▶ Document extract
◆ ◆ ◆ ◆

The first model we can identify is the ‘netarchical’ model, which combines centralized control of the technological infrastructure with a for-profit orientation. In this model, exemplified by the internet giants such as Amazon, eBay, Google or Facebook, while the front-end allows a certain, and even large measure, of peer to peer driven interactions, the technology itself is nevertheless owned and controlled by shareholders. These forces are the new ‘intermediaries’ of the internet, positioning themselves as facilitators of social cooperation and peer to peer interaction, but connecting these sharing platforms and spaces, dominated by the logic of use value, to the logic of exchange value. Users have very limited ways to create livelihoods, pay heavy transaction taxes to the platform owners, have no input into the design or social protocols which govern their own behaviour and interaction. Netarchical capital ‘enables and empowers’ peer to peer interactions, while also exploiting it. In fact, we can consider this as a form of hyper-exploitation, since in many cases, nearly 100% of the extracted exchange value goes to the owners, while the creators of the use value, without which the platform could not exist nor extract exchange value, remain unrewarded.

Could we argue that to this emerging new sector of capital, corresponds a new state model ? We would say yes, and the Snowden revelations point towards the emergence of netarchical state forms, in which peer to peer interactions are allowed, but also monitored and controlled. It is no secret that there is a close cooperation between both the commercial netarchical operators, and the national governments that support them. The dream of the netarchical state is behavioural control and modification by directly connecting our online behaviours, to neurological prompts.

◆ ◆ ◆ ◆

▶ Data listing
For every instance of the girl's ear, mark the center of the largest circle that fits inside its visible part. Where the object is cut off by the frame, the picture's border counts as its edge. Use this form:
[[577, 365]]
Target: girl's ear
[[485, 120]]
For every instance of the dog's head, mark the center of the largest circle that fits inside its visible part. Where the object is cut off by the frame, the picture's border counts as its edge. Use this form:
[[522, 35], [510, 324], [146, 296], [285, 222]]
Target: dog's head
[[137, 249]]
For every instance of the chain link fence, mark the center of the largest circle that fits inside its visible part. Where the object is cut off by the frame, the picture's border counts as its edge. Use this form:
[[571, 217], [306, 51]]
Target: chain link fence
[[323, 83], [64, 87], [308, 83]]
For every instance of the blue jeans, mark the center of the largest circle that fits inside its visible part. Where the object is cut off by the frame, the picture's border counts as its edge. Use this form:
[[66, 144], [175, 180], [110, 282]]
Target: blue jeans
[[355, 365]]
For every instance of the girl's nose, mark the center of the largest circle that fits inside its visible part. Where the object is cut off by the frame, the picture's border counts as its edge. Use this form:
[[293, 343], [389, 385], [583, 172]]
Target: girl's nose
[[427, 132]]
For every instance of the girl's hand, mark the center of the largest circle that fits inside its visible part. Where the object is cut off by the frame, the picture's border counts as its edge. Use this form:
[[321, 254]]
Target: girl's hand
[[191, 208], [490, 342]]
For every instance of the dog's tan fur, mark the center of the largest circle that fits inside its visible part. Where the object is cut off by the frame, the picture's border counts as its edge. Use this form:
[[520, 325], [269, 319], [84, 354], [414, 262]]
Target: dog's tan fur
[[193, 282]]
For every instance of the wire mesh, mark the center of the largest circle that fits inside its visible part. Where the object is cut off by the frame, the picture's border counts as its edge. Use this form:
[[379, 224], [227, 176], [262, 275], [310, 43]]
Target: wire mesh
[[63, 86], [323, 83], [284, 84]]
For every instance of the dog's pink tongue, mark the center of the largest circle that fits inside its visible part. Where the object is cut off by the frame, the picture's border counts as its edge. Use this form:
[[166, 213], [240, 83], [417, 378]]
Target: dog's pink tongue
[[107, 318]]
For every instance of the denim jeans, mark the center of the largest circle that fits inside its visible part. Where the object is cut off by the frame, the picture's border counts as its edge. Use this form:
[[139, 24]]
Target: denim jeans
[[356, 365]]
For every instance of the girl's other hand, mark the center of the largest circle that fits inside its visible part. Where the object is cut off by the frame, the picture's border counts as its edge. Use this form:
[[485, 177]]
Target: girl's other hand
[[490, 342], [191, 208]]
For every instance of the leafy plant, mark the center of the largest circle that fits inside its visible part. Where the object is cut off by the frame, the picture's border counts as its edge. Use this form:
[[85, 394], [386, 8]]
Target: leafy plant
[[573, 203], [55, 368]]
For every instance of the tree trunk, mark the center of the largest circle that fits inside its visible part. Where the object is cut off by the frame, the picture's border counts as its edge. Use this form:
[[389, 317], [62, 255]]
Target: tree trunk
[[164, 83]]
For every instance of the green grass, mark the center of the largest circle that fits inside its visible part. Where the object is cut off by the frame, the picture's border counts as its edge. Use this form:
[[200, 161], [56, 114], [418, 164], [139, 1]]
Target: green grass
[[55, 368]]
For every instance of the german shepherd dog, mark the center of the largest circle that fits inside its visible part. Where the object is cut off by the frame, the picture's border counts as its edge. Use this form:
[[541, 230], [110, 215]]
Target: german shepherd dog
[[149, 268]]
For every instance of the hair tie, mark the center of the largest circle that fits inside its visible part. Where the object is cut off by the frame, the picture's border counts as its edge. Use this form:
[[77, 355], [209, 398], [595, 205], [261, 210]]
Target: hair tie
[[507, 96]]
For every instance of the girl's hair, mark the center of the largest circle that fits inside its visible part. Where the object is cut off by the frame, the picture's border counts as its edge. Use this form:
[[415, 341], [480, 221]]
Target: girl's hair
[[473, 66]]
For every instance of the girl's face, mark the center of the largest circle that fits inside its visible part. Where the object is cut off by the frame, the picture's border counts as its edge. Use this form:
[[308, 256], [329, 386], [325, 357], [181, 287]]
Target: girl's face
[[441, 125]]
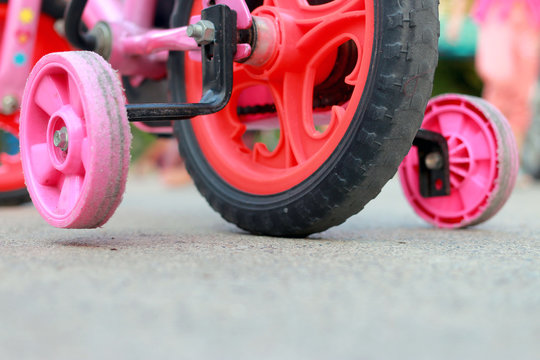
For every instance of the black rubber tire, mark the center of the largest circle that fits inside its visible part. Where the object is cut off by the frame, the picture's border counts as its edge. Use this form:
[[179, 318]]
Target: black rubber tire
[[390, 112]]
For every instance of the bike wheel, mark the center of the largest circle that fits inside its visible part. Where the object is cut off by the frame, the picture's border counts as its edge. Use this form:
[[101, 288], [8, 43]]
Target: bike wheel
[[75, 139], [483, 162], [12, 186], [343, 95]]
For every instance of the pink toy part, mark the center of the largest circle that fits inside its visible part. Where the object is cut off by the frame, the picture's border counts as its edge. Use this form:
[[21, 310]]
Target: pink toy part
[[483, 162], [75, 139]]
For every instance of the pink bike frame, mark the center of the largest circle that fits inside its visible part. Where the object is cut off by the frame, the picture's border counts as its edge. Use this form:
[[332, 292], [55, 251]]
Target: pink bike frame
[[132, 34], [17, 50]]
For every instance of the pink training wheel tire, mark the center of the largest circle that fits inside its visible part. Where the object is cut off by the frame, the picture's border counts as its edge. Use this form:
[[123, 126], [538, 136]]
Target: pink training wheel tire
[[75, 139], [483, 162]]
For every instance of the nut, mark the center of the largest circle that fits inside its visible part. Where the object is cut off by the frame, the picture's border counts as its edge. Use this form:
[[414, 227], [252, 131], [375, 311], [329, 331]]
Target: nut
[[203, 32], [9, 105]]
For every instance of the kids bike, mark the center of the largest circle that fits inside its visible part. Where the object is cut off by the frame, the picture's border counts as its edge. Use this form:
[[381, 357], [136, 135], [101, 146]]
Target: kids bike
[[291, 115]]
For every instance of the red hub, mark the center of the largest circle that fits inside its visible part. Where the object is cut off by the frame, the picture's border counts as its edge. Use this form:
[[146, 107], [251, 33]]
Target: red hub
[[303, 96]]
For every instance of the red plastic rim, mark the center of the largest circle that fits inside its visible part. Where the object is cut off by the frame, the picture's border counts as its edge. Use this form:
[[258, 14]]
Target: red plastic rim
[[473, 149], [309, 40], [11, 175]]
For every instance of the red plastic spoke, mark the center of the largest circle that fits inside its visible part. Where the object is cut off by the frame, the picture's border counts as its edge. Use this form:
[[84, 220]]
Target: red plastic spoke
[[303, 10], [299, 137]]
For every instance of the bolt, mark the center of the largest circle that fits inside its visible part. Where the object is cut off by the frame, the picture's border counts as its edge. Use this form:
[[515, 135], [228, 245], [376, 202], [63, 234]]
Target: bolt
[[203, 32], [434, 161], [9, 104], [60, 139]]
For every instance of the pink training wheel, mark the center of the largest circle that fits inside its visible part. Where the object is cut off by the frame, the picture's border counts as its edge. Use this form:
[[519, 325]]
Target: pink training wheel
[[483, 162], [75, 139]]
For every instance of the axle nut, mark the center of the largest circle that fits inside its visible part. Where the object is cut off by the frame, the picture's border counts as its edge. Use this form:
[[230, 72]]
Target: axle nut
[[203, 32]]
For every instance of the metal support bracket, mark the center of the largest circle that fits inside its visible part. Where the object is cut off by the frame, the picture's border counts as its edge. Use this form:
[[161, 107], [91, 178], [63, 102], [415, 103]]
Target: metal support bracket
[[217, 64], [434, 163]]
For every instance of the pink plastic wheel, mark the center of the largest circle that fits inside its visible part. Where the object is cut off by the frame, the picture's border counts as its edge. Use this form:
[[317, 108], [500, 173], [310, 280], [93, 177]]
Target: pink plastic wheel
[[75, 139], [483, 162]]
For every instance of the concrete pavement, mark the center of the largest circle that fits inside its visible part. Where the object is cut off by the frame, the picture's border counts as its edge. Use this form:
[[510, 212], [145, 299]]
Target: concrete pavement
[[168, 279]]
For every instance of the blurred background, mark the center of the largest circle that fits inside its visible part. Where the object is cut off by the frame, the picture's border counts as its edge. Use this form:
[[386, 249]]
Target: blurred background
[[488, 48]]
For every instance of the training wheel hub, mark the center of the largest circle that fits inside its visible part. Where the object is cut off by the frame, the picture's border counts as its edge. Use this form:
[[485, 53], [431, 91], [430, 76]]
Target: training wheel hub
[[64, 138]]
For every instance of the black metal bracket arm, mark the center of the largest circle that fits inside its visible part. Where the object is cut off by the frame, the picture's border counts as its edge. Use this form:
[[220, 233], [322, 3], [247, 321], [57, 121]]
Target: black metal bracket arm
[[217, 66], [434, 163]]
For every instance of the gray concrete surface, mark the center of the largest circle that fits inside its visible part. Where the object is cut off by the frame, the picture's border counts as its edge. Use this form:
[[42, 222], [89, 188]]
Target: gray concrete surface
[[168, 279]]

◆ ◆ ◆ ◆

In the passage on the netarchical model, who owns and controls the technology itself? Rely only on the passage on the netarchical model.

Shareholders